Start PASSAGE GIVEN

Well, it’s 9:50 p.m. and, oh, what a day it has been. Tommy and I finally got my RV moved to our land. Even though it was just moving it up the road, it felt as if I was off on a long journey. As I drove in my truck behind Tommy as he pulled my RV with his tractor, I felt my heart begin to race, and I had both excitement and fear at the same time. It was a new chapter in my life. Th is was a new beginning. I was finally stepping out on my own, but I felt God leading all the way.
As my RV trailer turned up the long drive for the first time, I said out loud, and it was probably good that I was alone, for one would have thought that I was crazy and had lost my mind. I said, “Penny. Kids. We’re home.” It felt as if I was bringing part of them back.
I could see in my mind Penny standing in the doorway as she did often as I would pull up the drive, home from work. I could see Bubba out back shooting aluminum cans off the fence row. I could see Tyler outside playing with his little red wagon full of dirt, and more dirt on him than in the wagon. I could see Erin coming out to greet me, “Hi, Daddy. How was your day?” So, yes, it felt as if I was coming home.
Only time will tell if staying here is good. But for now, I’m halfway there but not quite home yet. I will never be completely home until God calls me home to be with Him and my family, to see Penny and the kids, to see my Daddy and precious Mama, and all my grandparents and loved ones [who have] gone on before.
Well, it’s way past 10:00 p.m. I must get some rest, for tomorrow is another big day. I’ve got to preach in Brookston, TX, and it will also be Bubba’s birthday. He would have been fourteen. So tonight I ask for God’s grace and protection as I spend my first night completely alone.
So for tomorrow’s challenges, I rest again upon Psalm 71:16, “I will go on in the strength of the Lord.”
JUNE 8, 2008 – 7:40 A.M.
Well, I made it through the first night on my own here on our land. At first I had a little trouble going to sleep, for every sound that echoed through the night would cause me to get up and look out the window. Though after a little talk with God and turning it over to Him, I began to slip away into a deep sleep, for the long day had finally caught up with me.
The hardest thing for me to be alone now is the quietness all around. I miss my family so much. I miss the sounds of home. Just the simple things like the dryer belt squeaking as Penny would put on a load of laundry just before bed. I would ask her, “Why do you wait until we go to bed to start the dryer?” She would say in her soft, sweet voice, “I’m sorry. I just forgot to earlier.”
I miss the sounds of the kids upstairs at night as they would giggle and whisper, and I would say to the boys, “You need to be quiet and go to sleep.” I miss Penny lying next to me in our bed as we would hold one another and drift off to sleep. Still to this day I will often wake up in the middle of the night, forgetting that she is not there and reach out my arm, only to find an empty place there. I miss my friend, my lover. I miss my wife. I just miss my family.
Today is Bubba’s birthday. He would have been fourteen. He was such a sweet boy with a good heart. He loved everyone, and it showed by his kind spirit.

End PASSAGE GIVEN

GOALS:
1. Repeat the journal entry word for word from "Well, I made" up to and including "up with me.".
2. Render this sentence from the journal entry in Spanish: "He was such a sweet boy with a good heart."
3. According to the journal entry, in what town does the writer have to preach on the day after moving the RV?

Start PROVIDED DATA

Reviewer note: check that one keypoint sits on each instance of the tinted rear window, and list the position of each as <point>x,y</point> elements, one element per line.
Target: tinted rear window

End PROVIDED DATA

FINAL ANSWERS:
1.
Well, I made it through the first night on my own here on our land. At first I had a little trouble going to sleep, for every sound that echoed through the night would cause me to get up and look out the window. Though after a little talk with God and turning it over to Him, I began to slip away into a deep sleep, for the long day had finally caught up with me.

2. Era un niño tan dulce y de buen corazón.

3. Brookston, TX.